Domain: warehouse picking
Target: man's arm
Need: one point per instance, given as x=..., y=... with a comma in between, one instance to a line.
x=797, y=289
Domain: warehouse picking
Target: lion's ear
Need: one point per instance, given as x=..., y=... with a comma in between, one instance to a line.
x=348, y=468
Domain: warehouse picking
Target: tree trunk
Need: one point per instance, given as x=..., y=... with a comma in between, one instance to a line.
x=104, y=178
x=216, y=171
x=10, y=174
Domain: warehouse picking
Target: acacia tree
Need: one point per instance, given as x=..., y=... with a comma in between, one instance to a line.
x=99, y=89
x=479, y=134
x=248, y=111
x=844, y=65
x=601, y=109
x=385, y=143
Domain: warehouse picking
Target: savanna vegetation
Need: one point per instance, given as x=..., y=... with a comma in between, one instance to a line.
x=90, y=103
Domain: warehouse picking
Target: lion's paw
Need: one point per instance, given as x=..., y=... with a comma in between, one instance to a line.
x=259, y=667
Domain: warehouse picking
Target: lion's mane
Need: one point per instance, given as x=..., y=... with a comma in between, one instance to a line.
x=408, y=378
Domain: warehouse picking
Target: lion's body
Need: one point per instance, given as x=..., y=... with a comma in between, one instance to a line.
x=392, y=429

◆ ◆ ◆

Task description.
Output the lines above verbatim and in full.

Output.
Domain: warehouse picking
Target: man's arm
Need: one point per instance, given as x=..., y=... with a comma in between, one instance to a line.
x=797, y=289
Domain: warehouse picking
Target: lion's ear
Need: one point per instance, given as x=..., y=... with a comma in between, one instance to a line.
x=348, y=468
Domain: warehouse picking
Target: tree trunk
Need: one point per instance, given as x=..., y=... with a comma in between, one instance to a line.
x=104, y=178
x=216, y=171
x=10, y=174
Domain: warehouse picking
Target: acacia tree
Need: one point per instance, given as x=..., y=... with a comma in between, one instance to a line.
x=99, y=89
x=479, y=134
x=248, y=111
x=844, y=65
x=601, y=109
x=385, y=143
Domain: warehouse picking
Target: savanna vegetation
Need: one point per instance, given as x=..., y=... with a comma in between, one instance to a line.
x=90, y=103
Domain: warehouse picking
Target: lion's paw
Need: one point per instance, given as x=..., y=... with a comma in between, one instance to a line.
x=259, y=667
Domain: warehouse picking
Target: lion's mane
Need: one point per instance, given as x=..., y=... with a comma in between, one instance to a line.
x=408, y=378
Domain: warehouse picking
Target: lion's body
Need: one point per instance, given as x=..., y=... with a comma in between, one instance to a line.
x=392, y=429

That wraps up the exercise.